(begin)

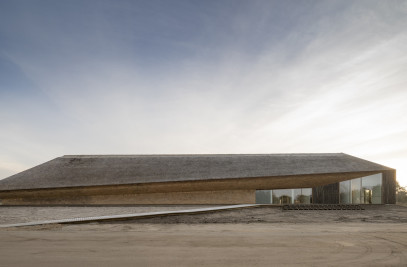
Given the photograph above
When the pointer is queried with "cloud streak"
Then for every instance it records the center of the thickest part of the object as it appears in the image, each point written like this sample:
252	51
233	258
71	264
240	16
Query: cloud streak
221	77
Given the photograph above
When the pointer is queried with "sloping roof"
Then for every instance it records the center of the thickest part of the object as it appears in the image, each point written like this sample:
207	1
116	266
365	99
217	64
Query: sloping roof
88	170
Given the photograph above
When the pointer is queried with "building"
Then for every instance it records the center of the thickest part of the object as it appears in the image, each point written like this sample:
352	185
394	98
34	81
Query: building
201	179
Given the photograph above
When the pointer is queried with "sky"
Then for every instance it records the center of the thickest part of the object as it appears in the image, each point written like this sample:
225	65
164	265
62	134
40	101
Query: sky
214	76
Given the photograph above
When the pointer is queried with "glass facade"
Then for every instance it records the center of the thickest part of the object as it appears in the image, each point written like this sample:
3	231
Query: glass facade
284	196
365	190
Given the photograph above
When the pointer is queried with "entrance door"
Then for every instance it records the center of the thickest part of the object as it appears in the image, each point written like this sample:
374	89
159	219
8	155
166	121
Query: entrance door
368	196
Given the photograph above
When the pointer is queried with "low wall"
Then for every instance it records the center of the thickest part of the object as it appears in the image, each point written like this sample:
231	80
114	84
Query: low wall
197	197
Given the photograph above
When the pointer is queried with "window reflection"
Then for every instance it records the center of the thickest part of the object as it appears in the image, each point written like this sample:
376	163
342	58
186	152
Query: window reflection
284	196
365	190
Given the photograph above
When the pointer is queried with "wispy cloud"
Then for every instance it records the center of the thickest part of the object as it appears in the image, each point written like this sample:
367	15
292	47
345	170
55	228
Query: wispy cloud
213	77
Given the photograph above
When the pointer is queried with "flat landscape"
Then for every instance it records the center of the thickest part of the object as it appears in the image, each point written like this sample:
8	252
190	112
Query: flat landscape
263	236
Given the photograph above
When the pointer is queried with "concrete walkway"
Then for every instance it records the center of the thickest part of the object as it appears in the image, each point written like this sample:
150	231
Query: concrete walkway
129	216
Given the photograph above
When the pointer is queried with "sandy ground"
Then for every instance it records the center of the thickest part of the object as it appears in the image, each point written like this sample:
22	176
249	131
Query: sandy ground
374	237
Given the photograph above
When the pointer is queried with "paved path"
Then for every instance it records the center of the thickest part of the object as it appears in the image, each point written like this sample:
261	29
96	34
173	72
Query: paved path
128	216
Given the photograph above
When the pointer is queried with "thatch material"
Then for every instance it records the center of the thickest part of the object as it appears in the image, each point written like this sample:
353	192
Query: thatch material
74	171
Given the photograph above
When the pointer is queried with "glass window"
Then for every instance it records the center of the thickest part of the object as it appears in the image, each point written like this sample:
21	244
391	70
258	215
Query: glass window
372	189
306	195
302	195
263	197
356	192
344	192
283	196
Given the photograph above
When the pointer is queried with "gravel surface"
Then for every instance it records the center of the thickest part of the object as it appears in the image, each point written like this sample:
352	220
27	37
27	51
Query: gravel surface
270	214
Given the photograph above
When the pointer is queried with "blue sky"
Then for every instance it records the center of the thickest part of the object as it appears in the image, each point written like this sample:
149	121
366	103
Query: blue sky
146	77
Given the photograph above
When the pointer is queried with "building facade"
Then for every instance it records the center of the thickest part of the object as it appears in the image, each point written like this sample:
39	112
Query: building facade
202	179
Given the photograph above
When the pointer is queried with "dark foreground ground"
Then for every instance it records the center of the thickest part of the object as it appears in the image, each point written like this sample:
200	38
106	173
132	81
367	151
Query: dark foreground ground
262	236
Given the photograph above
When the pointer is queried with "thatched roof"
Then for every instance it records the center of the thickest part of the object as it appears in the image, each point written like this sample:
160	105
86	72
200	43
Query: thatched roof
74	171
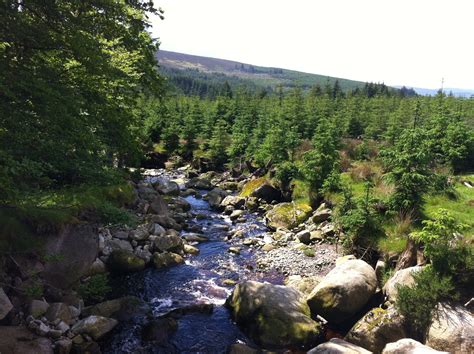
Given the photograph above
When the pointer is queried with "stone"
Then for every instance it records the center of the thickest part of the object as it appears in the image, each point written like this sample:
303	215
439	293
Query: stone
19	340
94	326
321	215
215	197
377	328
117	244
166	259
273	315
303	284
234	201
59	310
159	206
122	261
338	346
38	308
170	243
401	277
344	291
5	304
78	245
63	346
98	267
191	249
451	329
304	237
409	346
287	215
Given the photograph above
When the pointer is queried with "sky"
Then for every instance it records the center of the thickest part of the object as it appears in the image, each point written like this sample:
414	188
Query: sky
416	43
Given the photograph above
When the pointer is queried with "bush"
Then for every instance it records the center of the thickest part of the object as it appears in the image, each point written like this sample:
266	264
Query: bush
95	289
418	302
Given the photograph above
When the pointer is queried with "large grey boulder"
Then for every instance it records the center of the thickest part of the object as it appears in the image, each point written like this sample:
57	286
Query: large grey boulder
5	304
19	340
166	187
122	261
403	277
452	329
94	326
273	315
78	246
215	197
344	291
338	346
377	328
409	346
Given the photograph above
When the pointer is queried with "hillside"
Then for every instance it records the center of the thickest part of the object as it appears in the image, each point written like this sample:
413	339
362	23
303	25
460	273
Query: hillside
205	70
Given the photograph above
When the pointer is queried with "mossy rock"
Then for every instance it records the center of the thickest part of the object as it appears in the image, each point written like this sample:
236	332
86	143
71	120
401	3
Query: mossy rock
287	215
122	261
274	316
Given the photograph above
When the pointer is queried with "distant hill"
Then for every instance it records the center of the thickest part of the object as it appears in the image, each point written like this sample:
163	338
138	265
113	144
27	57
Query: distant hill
211	71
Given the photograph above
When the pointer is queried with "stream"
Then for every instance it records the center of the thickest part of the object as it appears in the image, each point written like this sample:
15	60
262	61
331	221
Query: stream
198	281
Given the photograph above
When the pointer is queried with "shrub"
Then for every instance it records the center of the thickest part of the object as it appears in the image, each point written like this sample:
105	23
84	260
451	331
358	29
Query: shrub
95	289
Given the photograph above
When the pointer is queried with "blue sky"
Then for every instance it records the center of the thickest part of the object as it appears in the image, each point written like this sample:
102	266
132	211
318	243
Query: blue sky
403	42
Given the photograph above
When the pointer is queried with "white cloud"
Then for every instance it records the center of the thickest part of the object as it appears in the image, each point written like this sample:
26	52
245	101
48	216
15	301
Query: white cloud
406	42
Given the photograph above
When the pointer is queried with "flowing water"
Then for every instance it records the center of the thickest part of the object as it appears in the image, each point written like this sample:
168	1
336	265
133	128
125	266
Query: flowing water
198	281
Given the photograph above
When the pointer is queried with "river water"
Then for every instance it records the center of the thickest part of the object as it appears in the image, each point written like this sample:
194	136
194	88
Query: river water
198	281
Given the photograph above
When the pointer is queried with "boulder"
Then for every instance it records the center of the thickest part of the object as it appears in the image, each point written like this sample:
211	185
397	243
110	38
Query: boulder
338	346
38	308
125	261
166	187
401	277
94	326
409	346
121	309
267	193
451	329
59	310
233	200
273	315
19	340
215	197
168	243
344	291
287	215
5	304
377	328
166	259
159	206
78	246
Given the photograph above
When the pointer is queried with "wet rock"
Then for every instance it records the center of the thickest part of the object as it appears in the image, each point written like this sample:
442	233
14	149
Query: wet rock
304	237
338	346
215	197
19	340
95	326
166	259
59	310
409	346
191	249
5	304
273	315
401	277
123	261
377	328
38	308
343	291
451	329
171	243
287	215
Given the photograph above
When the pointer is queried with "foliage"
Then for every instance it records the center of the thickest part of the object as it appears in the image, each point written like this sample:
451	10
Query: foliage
417	303
95	289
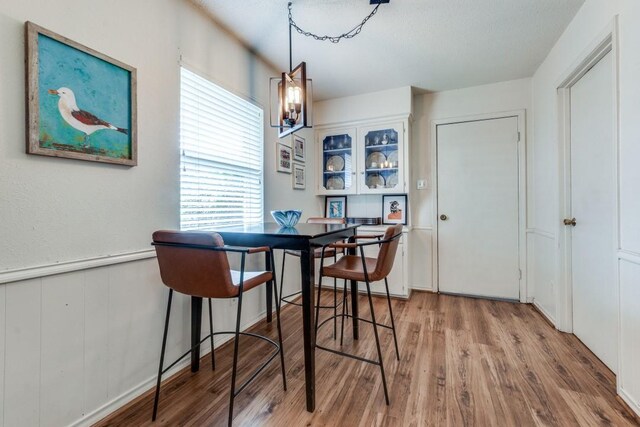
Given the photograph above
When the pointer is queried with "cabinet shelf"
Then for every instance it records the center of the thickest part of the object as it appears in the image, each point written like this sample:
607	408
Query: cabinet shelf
381	146
380	169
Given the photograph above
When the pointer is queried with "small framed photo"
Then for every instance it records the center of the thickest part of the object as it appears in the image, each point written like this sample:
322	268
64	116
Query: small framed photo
394	209
299	177
299	147
283	153
335	206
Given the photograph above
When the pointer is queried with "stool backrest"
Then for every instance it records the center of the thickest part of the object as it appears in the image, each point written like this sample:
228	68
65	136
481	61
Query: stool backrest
387	252
194	271
323	220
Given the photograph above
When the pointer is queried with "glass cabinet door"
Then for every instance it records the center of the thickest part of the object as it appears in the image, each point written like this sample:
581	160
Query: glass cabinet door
337	162
382	159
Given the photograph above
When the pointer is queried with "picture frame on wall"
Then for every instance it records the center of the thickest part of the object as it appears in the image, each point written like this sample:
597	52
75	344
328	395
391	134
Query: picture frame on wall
81	103
394	209
335	206
299	148
299	177
283	158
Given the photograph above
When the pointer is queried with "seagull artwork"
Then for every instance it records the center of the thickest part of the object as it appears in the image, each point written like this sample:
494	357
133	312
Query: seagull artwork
79	119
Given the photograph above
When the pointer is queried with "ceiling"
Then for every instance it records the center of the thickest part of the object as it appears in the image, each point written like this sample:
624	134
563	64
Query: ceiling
433	45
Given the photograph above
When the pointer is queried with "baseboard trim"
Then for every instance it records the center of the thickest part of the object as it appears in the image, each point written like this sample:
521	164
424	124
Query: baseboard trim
629	256
629	403
141	390
545	314
27	273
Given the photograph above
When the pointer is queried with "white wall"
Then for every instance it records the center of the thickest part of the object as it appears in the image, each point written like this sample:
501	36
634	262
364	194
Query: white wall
494	98
75	346
592	19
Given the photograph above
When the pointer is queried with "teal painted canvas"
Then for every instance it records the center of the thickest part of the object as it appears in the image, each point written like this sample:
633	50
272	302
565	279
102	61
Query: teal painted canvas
84	103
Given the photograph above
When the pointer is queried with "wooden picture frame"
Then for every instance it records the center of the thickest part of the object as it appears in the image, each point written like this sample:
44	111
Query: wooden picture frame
335	206
299	177
394	209
81	104
299	148
284	160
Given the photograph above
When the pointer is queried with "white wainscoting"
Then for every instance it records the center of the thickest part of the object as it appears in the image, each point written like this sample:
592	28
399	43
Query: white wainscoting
78	345
629	369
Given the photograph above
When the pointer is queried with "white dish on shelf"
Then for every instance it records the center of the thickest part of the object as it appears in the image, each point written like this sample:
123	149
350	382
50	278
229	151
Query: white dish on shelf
392	180
392	158
335	164
375	180
335	183
375	160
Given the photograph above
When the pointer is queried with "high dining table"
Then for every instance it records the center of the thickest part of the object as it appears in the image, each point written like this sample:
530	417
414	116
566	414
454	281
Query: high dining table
304	238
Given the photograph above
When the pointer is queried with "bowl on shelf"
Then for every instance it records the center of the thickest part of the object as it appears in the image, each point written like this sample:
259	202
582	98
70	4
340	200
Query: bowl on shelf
286	218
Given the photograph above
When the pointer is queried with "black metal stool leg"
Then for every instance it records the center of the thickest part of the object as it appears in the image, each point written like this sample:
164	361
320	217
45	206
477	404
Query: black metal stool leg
284	258
213	355
393	325
335	300
164	346
234	370
344	307
375	332
278	301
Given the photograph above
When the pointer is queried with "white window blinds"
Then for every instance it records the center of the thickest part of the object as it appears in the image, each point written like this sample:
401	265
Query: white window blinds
221	145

(end)

PROBLEM TO WORK ON:
Please collect every line in the rows above that contains the string "cloud", and copy each one unchanged.

THE COMPLETED TASK:
When the pointer is queried with "cloud streak"
Query: cloud streak
When the pointer is queried with "wispy cloud"
Query: wispy cloud
When the pointer is queried with "white cloud"
Query: white cloud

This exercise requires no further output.